- RECORDS SHOWN
^^^^^^^^^^^^^^^^

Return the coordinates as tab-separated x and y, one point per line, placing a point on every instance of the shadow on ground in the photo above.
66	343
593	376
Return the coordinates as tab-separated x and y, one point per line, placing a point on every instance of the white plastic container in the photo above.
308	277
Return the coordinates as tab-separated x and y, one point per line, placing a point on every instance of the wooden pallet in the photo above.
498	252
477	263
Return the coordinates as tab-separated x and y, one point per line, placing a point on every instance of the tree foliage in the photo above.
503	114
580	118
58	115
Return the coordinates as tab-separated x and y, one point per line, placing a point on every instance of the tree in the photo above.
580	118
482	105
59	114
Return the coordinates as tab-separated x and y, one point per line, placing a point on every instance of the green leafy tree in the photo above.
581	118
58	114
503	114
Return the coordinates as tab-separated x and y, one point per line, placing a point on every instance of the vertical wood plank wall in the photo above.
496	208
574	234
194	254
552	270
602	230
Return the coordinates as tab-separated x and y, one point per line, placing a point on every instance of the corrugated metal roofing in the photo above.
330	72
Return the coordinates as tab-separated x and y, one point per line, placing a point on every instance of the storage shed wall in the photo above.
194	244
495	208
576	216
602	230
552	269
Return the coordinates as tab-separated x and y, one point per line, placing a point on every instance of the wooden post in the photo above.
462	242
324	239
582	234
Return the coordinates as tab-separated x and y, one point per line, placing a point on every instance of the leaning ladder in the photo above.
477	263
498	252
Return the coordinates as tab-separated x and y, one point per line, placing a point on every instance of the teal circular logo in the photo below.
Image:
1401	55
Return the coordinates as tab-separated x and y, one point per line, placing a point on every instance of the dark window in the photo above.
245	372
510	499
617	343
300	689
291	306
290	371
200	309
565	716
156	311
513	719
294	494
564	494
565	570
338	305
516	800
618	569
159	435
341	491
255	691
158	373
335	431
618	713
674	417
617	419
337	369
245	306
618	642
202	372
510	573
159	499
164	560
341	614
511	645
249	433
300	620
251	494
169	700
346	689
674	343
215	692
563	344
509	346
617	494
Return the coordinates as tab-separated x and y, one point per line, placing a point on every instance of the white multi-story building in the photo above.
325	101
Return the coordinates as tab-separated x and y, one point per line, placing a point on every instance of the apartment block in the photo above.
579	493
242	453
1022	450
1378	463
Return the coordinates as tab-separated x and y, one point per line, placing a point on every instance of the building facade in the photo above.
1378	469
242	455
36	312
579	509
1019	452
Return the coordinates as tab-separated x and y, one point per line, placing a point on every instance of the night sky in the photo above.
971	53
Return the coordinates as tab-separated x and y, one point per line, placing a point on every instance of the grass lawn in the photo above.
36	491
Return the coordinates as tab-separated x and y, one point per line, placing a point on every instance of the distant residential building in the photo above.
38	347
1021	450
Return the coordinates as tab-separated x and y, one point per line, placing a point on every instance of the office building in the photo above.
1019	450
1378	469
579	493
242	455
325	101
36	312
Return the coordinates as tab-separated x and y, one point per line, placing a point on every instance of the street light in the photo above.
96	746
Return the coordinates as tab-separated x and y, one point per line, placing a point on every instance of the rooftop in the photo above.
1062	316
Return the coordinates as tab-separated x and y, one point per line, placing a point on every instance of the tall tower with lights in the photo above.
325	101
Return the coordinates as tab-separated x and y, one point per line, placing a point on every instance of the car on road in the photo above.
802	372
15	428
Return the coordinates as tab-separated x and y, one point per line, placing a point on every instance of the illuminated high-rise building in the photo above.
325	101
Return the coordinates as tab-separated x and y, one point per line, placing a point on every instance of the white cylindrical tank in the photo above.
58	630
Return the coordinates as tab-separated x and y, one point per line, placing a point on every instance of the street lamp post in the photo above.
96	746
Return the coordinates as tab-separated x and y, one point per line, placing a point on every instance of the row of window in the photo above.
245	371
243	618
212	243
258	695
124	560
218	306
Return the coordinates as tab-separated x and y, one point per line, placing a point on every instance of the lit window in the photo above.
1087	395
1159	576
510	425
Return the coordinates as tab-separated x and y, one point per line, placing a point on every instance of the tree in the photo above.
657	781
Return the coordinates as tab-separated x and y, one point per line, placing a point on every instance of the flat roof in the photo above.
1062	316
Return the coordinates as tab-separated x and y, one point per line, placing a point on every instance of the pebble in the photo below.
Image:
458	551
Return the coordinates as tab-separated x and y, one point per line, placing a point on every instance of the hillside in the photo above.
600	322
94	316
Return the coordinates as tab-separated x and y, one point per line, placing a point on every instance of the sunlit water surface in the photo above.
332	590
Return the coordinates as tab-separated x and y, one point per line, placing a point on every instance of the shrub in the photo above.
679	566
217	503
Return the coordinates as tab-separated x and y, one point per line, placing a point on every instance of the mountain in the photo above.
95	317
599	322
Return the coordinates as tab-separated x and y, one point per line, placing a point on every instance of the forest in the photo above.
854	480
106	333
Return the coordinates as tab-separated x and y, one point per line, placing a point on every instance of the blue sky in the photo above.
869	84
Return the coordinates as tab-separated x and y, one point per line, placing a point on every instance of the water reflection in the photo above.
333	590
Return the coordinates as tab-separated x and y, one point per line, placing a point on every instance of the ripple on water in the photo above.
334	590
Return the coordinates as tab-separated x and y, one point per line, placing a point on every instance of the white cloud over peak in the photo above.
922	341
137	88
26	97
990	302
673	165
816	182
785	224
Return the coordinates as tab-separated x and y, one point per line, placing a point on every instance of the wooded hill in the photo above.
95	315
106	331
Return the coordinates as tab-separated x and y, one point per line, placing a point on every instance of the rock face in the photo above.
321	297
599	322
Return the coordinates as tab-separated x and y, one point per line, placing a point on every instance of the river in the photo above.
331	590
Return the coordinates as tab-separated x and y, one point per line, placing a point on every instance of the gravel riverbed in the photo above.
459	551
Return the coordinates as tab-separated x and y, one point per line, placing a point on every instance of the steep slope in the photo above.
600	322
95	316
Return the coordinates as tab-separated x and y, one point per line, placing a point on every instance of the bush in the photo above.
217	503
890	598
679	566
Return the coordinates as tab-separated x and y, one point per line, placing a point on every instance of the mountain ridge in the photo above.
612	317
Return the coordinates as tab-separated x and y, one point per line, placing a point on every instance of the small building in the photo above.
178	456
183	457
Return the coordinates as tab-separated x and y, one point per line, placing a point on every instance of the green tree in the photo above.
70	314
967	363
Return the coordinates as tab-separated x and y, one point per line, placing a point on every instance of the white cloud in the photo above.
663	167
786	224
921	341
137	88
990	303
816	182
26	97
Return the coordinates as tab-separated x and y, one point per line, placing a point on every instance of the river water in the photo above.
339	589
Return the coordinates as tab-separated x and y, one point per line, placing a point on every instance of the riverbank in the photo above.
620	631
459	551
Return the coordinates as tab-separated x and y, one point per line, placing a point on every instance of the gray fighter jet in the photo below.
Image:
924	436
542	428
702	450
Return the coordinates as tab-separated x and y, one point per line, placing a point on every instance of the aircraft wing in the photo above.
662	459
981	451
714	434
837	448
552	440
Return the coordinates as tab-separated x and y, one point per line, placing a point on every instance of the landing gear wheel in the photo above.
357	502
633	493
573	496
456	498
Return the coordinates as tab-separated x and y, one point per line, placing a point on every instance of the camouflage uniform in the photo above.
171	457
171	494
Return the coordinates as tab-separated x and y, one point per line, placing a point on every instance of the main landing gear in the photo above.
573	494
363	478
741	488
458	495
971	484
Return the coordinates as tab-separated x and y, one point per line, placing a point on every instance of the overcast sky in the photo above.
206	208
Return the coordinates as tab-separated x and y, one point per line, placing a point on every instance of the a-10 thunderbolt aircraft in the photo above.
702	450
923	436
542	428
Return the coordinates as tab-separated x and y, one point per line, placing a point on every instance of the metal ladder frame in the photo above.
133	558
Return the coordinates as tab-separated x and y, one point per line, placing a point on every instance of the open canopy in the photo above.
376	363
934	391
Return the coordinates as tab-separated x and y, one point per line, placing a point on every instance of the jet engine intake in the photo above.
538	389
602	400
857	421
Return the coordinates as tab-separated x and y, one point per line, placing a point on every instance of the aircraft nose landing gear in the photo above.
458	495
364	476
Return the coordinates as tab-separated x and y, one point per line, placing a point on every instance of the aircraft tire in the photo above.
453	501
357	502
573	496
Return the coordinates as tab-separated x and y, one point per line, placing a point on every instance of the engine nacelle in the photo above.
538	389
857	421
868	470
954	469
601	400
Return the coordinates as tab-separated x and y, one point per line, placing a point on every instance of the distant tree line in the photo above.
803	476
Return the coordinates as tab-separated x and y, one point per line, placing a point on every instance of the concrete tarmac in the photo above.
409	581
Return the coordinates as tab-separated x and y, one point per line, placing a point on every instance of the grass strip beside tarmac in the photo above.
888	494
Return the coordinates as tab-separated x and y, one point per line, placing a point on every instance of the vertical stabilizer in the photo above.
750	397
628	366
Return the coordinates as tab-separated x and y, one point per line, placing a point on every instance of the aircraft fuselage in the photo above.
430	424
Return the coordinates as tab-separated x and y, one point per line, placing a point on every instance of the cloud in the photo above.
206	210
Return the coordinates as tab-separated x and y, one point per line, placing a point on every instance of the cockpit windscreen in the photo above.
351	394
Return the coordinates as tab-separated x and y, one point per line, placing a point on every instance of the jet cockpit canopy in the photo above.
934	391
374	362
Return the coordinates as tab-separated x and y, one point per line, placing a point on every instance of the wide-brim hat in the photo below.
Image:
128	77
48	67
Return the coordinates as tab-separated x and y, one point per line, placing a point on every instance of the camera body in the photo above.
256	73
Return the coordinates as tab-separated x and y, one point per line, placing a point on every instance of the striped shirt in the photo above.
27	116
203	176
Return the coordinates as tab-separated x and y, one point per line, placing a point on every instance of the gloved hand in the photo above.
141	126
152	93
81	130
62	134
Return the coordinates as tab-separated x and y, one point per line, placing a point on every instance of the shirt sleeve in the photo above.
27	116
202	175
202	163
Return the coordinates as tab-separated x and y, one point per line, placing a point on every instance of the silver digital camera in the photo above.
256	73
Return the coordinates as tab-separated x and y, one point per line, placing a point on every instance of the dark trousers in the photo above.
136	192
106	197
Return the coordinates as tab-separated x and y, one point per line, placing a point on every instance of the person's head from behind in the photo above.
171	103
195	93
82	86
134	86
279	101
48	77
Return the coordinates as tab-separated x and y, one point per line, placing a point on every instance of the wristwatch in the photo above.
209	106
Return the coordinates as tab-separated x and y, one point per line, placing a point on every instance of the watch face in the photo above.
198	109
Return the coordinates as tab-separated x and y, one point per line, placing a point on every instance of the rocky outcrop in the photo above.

^^^^^^^^^^^^^^^^

- WRITTEN REQUEST
Your task is to reproduce, exactly and exclusively, the lines from the one holding "shirt in the photo above." through the final line of the listing.

- EXERCISE RESPONSE
Return the coordinates as tab-separated x and y, one point per line, placing a point on every instance of the striped shirt in the photo above.
27	116
203	176
Return the coordinates as tab-separated x and y, one point per line, placing a point on every instance of the gloved hand in the photo above.
141	126
152	93
81	130
62	134
Return the coordinates as tab-separated x and y, one point per line, placing a point on every instance of the shirt sleeve in the photo above.
27	116
202	175
202	163
Return the coordinates as tab-separated x and y, one point per line, placing a point on every instance of the silver digital camera in the photo above.
256	73
Return the coordinates as tab-separated x and y, one point per line, placing a point on every instance of the dark trousers in the photo above.
136	192
106	197
Return the coordinates as tab-separated x and y, one point per line, placing a point on every instance of the person's head from behind in the photo above.
171	103
195	93
82	86
134	86
279	101
48	77
Return the coordinates as tab-separated x and y, one point per line, placing a point on every instance of the wristwatch in the photo above.
209	106
Return the coordinates as tab-separated x and y, one point per line, placing a point on every instance of the watch face in the photo above.
198	109
Return the coordinates as tab-separated x and y, one point per line, placing a point on every instance of the rocky outcrop in the photo above.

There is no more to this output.